#### Quoted text:
## start

Streaming Hybrid Architecture Vector Engine v2.0 (SHAVE v2.0) is an accelerator microarchitecture designed by Movidius for their vision processors. SHAVE-based products are branded as the Myriad family of vision processors.

History

The original SHAVE architecture was designed primarily for the acceleration of game physics. Low demand for expensive physics acceleration in smartphones has forced to re-focused on image and vision processing. Their architecture was versatile enough that it allowed for fairly simple modification to target machine vision processing.

Process Technology

Main article: 65 nm lithography process

This microarchitecture was designed for TSMC's 65 nm process.

Architecture

Instruction Set

SHAVE supports a mixture of many different types of instructions belonging to a number of different classes of architectures.

  • RISC style
    • Instruction predication
    • Large set of integer operations
  • VLIW style
    • Parallel functional units controlled by VLIW instructions
    • 8/16/32-bit x 1-4 SIMD int
  • DSP style
    • Zero overhead looping
    • Modulo addressing
    • Transparent DMA modes
    • FFT, Viterbi, etc..
    • Parallel comparisons
  • GPU style
    • Streaming operations
    • 16/32-bit FP operations
    • Texture management unit

Block Diagram

Entire SoC

shave v2 soc block.svg

Individual Core

shave v2 block diagram.svg

Overview

shave v2 overview.svg

Architecturally, SHAVE is organized similar to IBM's CELL architecture. There are independent SHAVE cores, with up to eight in this generation may be chained together. Cores benefit from zero penalty from their two neighbors closest, an intrinsic property of architecture that inherently benefits most code. The chip features an L2 cache that is shared by all the cores as well as an integrated DDR2 memory controller that is connected to an on-package KGD stacked die ranging from 8 to 64 MiB of SDRAM.

## end

#### Given problem A:
Format the stretch of entries from the line containing "Annotation task — tag the brick" through the line containing "[(195, 140)]" as a Markdown table, leaving out blank lines. Use the columns Row and Entry line, with a row number in the first and that line in the second.

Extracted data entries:
## start

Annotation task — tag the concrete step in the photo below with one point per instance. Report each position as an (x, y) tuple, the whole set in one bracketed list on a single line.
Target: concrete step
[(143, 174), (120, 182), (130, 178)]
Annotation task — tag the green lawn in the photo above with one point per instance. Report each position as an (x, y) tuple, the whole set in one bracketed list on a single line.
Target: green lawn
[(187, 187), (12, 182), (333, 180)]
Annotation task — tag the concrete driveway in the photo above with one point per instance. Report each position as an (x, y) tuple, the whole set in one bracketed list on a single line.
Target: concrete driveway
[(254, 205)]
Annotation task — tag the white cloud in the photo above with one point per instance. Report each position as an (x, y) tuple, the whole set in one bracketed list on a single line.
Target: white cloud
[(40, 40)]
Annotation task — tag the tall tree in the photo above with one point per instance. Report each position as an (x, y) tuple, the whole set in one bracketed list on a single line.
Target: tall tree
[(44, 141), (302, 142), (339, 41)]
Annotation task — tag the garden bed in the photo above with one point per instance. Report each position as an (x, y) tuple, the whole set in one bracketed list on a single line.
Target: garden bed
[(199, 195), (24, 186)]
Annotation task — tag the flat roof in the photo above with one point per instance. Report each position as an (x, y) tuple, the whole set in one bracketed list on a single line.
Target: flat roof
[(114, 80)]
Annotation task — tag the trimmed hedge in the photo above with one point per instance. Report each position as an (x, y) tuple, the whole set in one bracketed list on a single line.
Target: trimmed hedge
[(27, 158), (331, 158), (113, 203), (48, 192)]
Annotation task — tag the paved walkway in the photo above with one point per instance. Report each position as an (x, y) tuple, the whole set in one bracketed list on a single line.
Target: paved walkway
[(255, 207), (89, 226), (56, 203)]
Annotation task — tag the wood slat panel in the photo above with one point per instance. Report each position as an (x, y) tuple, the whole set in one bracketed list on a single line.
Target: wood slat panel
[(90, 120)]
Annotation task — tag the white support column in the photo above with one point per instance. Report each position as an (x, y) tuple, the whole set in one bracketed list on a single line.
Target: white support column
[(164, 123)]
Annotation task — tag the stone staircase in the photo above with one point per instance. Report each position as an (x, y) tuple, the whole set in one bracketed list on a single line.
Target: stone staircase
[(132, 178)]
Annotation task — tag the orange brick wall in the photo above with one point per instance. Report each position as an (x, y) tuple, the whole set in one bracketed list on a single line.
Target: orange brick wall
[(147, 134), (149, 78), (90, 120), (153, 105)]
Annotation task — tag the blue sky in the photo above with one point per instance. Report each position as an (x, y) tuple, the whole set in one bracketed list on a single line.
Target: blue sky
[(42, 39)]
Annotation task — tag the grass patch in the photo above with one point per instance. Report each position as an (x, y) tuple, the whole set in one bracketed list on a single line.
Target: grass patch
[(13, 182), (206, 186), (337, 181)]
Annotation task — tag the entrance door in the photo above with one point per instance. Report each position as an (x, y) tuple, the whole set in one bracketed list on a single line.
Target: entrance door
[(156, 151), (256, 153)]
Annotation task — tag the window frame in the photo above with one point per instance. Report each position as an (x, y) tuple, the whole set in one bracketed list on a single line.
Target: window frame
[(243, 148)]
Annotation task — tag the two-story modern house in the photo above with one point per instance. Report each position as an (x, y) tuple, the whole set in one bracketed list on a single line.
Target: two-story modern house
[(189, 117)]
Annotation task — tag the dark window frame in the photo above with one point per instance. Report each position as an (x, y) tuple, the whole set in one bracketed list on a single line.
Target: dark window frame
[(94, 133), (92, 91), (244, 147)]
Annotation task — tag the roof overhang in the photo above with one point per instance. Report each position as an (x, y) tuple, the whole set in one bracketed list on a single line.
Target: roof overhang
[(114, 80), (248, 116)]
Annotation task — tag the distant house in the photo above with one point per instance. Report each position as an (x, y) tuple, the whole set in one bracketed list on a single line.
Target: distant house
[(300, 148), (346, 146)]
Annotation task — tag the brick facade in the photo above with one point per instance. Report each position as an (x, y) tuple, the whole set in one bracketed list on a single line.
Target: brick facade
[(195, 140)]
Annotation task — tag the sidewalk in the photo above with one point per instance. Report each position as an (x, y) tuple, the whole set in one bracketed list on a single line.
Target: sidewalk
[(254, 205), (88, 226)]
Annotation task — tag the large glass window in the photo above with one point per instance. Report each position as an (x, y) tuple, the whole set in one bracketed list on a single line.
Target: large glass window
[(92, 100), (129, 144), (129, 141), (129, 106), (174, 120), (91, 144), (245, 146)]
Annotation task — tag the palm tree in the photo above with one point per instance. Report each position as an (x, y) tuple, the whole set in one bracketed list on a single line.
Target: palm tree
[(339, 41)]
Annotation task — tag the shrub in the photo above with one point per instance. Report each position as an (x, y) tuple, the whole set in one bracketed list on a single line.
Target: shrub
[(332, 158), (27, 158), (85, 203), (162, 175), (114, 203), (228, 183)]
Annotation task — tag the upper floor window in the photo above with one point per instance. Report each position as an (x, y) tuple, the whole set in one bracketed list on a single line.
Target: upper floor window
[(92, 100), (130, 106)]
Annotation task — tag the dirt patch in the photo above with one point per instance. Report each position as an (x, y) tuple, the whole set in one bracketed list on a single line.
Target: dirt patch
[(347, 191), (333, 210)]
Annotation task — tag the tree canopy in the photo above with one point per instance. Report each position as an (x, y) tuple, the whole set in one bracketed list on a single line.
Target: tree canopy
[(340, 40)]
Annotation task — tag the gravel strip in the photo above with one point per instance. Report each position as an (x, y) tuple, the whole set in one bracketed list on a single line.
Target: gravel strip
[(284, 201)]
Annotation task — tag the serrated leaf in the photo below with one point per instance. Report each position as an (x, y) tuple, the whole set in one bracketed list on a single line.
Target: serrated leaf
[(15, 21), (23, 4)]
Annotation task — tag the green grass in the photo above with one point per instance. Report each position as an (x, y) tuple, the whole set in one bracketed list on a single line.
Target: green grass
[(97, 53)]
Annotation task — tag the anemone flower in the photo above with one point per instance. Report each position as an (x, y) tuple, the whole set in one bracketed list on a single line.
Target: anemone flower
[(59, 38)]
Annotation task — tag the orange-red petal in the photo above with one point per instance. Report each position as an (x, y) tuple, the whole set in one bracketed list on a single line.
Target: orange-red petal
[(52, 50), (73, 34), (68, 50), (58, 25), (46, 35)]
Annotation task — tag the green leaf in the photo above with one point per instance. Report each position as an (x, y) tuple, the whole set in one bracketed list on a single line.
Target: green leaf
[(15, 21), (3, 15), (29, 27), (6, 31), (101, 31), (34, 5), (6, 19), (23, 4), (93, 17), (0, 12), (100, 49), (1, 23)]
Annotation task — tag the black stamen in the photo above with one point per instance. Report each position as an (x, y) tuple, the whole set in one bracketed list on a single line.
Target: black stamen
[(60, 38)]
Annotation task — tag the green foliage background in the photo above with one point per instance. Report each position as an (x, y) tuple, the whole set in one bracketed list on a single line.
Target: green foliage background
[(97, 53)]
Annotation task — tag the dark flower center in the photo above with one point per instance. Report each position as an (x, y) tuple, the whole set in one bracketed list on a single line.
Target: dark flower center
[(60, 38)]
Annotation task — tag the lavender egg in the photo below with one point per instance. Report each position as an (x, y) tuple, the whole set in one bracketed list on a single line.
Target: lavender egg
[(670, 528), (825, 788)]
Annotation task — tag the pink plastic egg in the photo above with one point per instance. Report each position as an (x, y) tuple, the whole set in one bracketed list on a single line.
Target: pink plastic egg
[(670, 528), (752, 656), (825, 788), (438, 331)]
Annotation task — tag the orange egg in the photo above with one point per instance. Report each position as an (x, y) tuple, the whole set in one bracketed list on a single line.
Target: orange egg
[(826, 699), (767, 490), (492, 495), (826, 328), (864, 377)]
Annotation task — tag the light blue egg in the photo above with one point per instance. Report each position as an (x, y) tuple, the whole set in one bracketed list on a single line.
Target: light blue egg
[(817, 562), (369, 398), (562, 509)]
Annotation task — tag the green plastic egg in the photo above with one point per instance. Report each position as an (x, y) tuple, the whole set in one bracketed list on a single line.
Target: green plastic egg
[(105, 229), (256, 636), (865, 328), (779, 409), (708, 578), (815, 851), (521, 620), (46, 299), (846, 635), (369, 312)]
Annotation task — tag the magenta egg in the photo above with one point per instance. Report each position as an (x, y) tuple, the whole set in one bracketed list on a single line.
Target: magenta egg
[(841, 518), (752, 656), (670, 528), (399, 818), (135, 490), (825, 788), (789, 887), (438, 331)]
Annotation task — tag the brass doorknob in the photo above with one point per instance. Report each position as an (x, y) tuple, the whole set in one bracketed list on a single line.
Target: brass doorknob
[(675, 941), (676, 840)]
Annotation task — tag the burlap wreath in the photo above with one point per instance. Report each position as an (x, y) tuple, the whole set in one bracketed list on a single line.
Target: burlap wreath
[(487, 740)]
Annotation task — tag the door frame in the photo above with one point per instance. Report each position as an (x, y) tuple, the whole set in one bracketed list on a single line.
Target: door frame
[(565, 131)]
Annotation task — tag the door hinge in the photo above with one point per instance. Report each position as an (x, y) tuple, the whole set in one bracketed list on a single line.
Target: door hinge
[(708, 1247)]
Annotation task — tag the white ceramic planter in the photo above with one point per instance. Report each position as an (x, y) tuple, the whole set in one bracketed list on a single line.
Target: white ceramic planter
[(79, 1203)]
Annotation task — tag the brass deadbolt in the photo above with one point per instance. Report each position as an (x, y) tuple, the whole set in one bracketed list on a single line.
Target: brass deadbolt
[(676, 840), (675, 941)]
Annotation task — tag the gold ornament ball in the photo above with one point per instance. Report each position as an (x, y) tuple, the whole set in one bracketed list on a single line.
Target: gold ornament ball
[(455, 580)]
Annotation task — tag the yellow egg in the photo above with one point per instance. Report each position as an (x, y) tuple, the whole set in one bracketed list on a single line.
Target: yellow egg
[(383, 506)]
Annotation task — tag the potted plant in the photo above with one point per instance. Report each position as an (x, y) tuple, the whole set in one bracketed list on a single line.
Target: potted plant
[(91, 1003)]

## end

#### Given problem B:
Resume the text on the SHAVE microarchitecture, starting right after its last sentence.

#### Final answer A:
| Row | Entry line |
|---|---|
| 1 | Annotation task — tag the brick facade in the photo above with one point per instance. Report each position as an (x, y) tuple, the whole set in one bracketed list on a single line. |
| 2 | Target: brick facade |
| 3 | [(195, 140)] |

#### Final answer B:
A large set of peripherals are attached to the parameter of the chip which communicate with the cores via the AXI bus. Those peripherals include support for two high-resolution cameras (up to 12 megapixel) at high rate and high-resolution LCD controllers. The various peripherals can be software-multiplexed via the limited number of I/O pins in the package. The overall management controller core is a synthesizable SPARC V8 LEON3.

Core

The underlying concept behind the SHAVE core is extracting significant data-level parallelism. Each SHAVE core is a variable-length very long instruction word (VLLIW) processor that can operates on native 32-bit integer and 128-bit vector values. Each core incorporates a number of different types of register files as well as a large set of execution units that make use of the multiple register files with a large number of ports in order to operate on a relatively big set of values at once.

Every SHAVE core resides on an independent power island. Although we were not able to verify this, presumably you can enable and disable cores based on your power requirements through software.

Register Files

There are three register files: Integer Register File (IRF), Scalar Register File (SRF), Vector Register File (VRF).

The SHAVE's integer register file (IRF) has 17 ports in order enable a large set of parallel data operations each cycle. The IRF has 32 entries of 32-bit integers which are predominantly operated on by the IAU and the SAU. In addition to the IRF is the scalar register file (SRF) which has another set of 32 entries of 32-bit integers. The reason for the second register is to allow the SHAVE to do various three-operand operations and generate predicates for the execution units.

The SHAVE core also has a dedicated vector register file (VRF) which contains 32 entries, each 128-bit wide.

Execution Units

shave v2 eus.png

The three major arithmetic execution units are the vector arithmetic unit (VAU), the scalar arithmetic unit (SAU), and the integer arithmetic unit (IAU). Additionally, every SHAVE core also incorporates a its own texture mapping unit (TMU), allowing for powerful bitmap transformations.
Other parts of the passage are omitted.